Records provided |

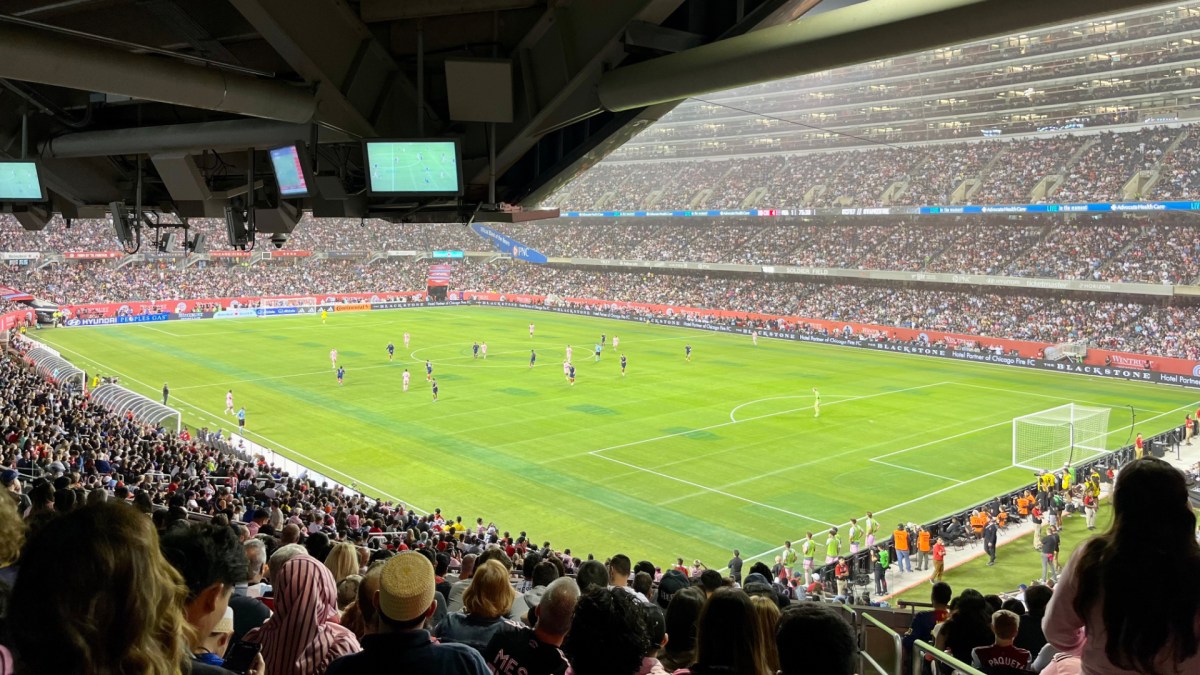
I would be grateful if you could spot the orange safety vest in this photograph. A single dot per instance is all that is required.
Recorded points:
(923, 541)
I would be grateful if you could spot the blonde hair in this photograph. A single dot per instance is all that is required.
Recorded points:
(12, 531)
(121, 611)
(342, 561)
(490, 593)
(767, 613)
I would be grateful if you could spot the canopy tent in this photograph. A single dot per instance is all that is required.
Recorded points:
(53, 366)
(120, 400)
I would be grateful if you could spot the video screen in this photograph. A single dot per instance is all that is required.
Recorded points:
(289, 172)
(19, 183)
(413, 167)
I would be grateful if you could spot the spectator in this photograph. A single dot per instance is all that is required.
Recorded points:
(682, 616)
(1001, 657)
(1109, 625)
(607, 634)
(537, 651)
(967, 627)
(467, 567)
(657, 631)
(342, 561)
(815, 638)
(923, 622)
(485, 605)
(211, 561)
(303, 637)
(767, 613)
(123, 611)
(727, 638)
(1030, 635)
(403, 603)
(592, 573)
(361, 616)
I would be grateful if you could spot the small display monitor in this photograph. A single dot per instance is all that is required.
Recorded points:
(420, 168)
(19, 181)
(291, 166)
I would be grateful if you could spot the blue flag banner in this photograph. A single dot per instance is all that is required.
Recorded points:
(505, 244)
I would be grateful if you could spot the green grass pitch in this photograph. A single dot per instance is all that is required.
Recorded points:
(675, 459)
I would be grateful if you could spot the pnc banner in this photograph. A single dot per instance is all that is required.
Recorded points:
(505, 244)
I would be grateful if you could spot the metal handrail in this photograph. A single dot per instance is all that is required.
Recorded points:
(922, 647)
(895, 640)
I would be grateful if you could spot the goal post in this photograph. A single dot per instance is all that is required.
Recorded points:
(1050, 438)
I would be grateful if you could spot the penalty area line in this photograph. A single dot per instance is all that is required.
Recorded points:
(935, 493)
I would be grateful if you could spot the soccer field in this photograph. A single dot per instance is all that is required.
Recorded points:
(675, 459)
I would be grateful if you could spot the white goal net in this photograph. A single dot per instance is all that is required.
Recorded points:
(1069, 434)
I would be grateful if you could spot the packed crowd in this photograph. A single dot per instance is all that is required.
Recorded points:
(1133, 326)
(907, 118)
(310, 234)
(127, 549)
(929, 174)
(928, 66)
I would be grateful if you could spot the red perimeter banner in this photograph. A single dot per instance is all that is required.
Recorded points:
(1031, 350)
(91, 255)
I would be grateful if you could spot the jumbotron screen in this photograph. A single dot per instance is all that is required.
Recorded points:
(289, 172)
(19, 183)
(413, 167)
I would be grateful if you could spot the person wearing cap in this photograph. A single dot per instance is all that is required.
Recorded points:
(535, 651)
(11, 482)
(213, 647)
(403, 603)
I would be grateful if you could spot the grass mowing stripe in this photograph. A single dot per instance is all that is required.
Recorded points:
(514, 444)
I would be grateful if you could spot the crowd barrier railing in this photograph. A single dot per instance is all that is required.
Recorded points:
(921, 647)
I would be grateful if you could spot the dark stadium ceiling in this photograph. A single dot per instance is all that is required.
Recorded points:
(186, 88)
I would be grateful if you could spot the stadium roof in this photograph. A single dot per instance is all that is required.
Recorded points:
(177, 91)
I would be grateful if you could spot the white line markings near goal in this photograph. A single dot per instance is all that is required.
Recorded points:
(1007, 422)
(923, 497)
(718, 491)
(916, 470)
(1024, 393)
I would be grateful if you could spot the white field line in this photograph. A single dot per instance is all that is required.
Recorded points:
(736, 408)
(1024, 393)
(1009, 422)
(837, 455)
(215, 417)
(923, 497)
(916, 470)
(667, 476)
(719, 425)
(715, 490)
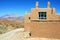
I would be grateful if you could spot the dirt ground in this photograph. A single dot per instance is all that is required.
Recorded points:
(20, 34)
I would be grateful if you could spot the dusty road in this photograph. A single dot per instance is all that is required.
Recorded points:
(19, 34)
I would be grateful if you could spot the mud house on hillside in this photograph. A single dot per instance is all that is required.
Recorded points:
(42, 22)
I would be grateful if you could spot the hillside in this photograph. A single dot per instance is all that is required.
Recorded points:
(8, 25)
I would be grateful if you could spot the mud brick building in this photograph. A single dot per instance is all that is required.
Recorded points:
(42, 22)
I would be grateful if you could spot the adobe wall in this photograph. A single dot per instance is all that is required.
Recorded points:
(45, 29)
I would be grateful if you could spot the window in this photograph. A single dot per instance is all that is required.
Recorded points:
(29, 18)
(42, 15)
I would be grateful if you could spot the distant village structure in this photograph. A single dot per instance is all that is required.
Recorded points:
(42, 22)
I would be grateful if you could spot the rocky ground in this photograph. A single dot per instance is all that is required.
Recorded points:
(19, 34)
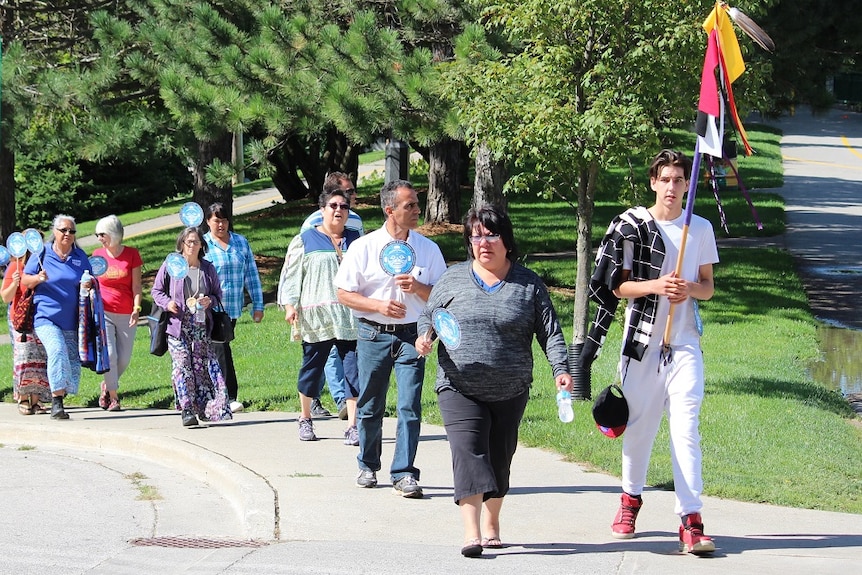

Given problem |
Copy the listing above verbatim, omitting the pictures.

Full solution |
I would be grateful if you could spot the orange safety vest in this photograph. A single dot per instance is all that is required.
Recorded points:
(923, 541)
I would be grateful if you could spot the blonde hair in this photograph. A single dot per instance is all that is required.
Recorded points:
(12, 531)
(121, 611)
(342, 561)
(490, 593)
(767, 613)
I would be grateful if you could spot the canopy tent in this photograph. A single dot per instance is all that is required.
Recorded points:
(53, 366)
(120, 400)
I would be grateful if you could spot the video screen in this photograph. A single dot per instance is all that is required.
Recorded points:
(289, 172)
(19, 183)
(413, 167)
I would be grateful if you could spot the spectator in this photograph. A single dot per instance is all that is required.
Recorded points:
(682, 616)
(1001, 657)
(1109, 625)
(607, 634)
(537, 651)
(967, 627)
(467, 567)
(657, 631)
(342, 561)
(815, 638)
(923, 622)
(485, 605)
(211, 561)
(303, 637)
(767, 613)
(123, 611)
(727, 638)
(1030, 635)
(403, 603)
(592, 573)
(361, 616)
I would be grateful if you could spot the small display monitor in this photograph. A single dot per instance is all that is required.
Recorded points:
(420, 168)
(19, 181)
(291, 166)
I would be grateful if you could spot the blue flag banner in this photograph. A single dot per instance is all that is required.
Recorded points:
(505, 244)
I would be grateful if you could spot the green grass pitch in this photograph. A single dot per instance is all that is required.
Recorded points:
(675, 459)
I would be grateful if you could spot the pnc banner in this photograph. A single dot per instance is all that is required.
Recorded points:
(505, 244)
I would be grateful if you could spot the metal handrail in this photograph. A single dot per instance is all that is required.
Recorded points:
(922, 647)
(895, 640)
I would be grateful if you could spot the goal post in this photograph. A single dot per instance is all that is required.
Recorded points:
(1050, 438)
I would be grateful if you could spot the penalty area line in this photograph. A single dot per instance is all that is required.
Recorded points:
(935, 493)
I would be grateful if you could spot the soccer field in this photograph. A single dot per instance is all that is required.
Recorded points:
(675, 459)
I would be grateful if you could spot the white goal net in this photograph. A single dot per instance is all that is required.
Recorded points:
(1069, 434)
I would be grateful if you could spot the packed crowd in this photograph. A single dot per instance is all that is required.
Recorded points:
(1133, 326)
(907, 118)
(310, 234)
(127, 549)
(929, 174)
(928, 66)
I would be grateful if you could spot the red perimeter banner in this photograph. A single dot per instance is all that is required.
Recorded points:
(1031, 350)
(91, 255)
I would be grateful if you could spot the jumbotron screen in this photograph. A single dot per instance is all that is required.
Recorded points:
(289, 172)
(19, 183)
(413, 167)
I would be grateful if you could spot the person wearing cap in this photograph. A single dot per instance is all that is required.
Recorded points:
(535, 651)
(11, 482)
(213, 647)
(403, 603)
I would be grateful if you could spot the grass mowing stripe in this photograph. A single dot per instance is all that is required.
Recorded points:
(514, 444)
I would be grateful if you could spot the crowd barrier railing in this photograph. A single dot per instance is all that is required.
Recorded points:
(921, 647)
I would be grateful if you could spot the dark stadium ceiling in this photograph. A single dot per instance is all that is required.
Recorded points:
(186, 88)
I would be grateful if you could spot the stadium roof in this photograph. A single dot per instance is all that is required.
Recorded points:
(177, 91)
I would be grateful if you could spot the white line markings near goal in this photograph. A single dot per instance is all that is required.
Recorded points:
(1007, 422)
(923, 497)
(718, 491)
(916, 470)
(1024, 393)
I would be grateful if you could spot the white field line in this photograph. A single dot per instance is all that is required.
Recorded points:
(736, 408)
(1024, 393)
(1009, 422)
(837, 455)
(215, 417)
(923, 497)
(916, 470)
(667, 476)
(719, 425)
(715, 490)
I would be grateful if you could spot the dirt ground in this photograph. A single dot per instance is all that is required.
Recorded points:
(20, 34)
I would be grateful if you could spot the dusty road in this photograph. A single dot per instance is all that is required.
Recorded points:
(19, 34)
I would be grateful if you could spot the mud house on hillside in this photograph. A single dot per instance is all that is required.
Recorded points:
(42, 22)
I would be grateful if you could spot the hillside in this photograph. A single dot per instance is all that is required.
Recorded points:
(8, 25)
I would be grateful if you could spot the mud brick building in this photograph. A single dot per instance is all that is required.
Recorded points:
(42, 22)
I would be grateful if you could spot the adobe wall in this photograph. A single dot per instance is all that is required.
Recorded points:
(45, 29)
I would be grateful if you could spot the window in this photograph. A single dot per instance is all that is required.
Recorded points:
(29, 18)
(42, 15)
I would be grateful if you could spot the distant village structure in this photograph. A single dot per instance is all that is required.
Recorded points:
(42, 22)
I would be grateful if you could spot the rocky ground in this photograph. A single dot per instance is all that is required.
Recorded points:
(19, 34)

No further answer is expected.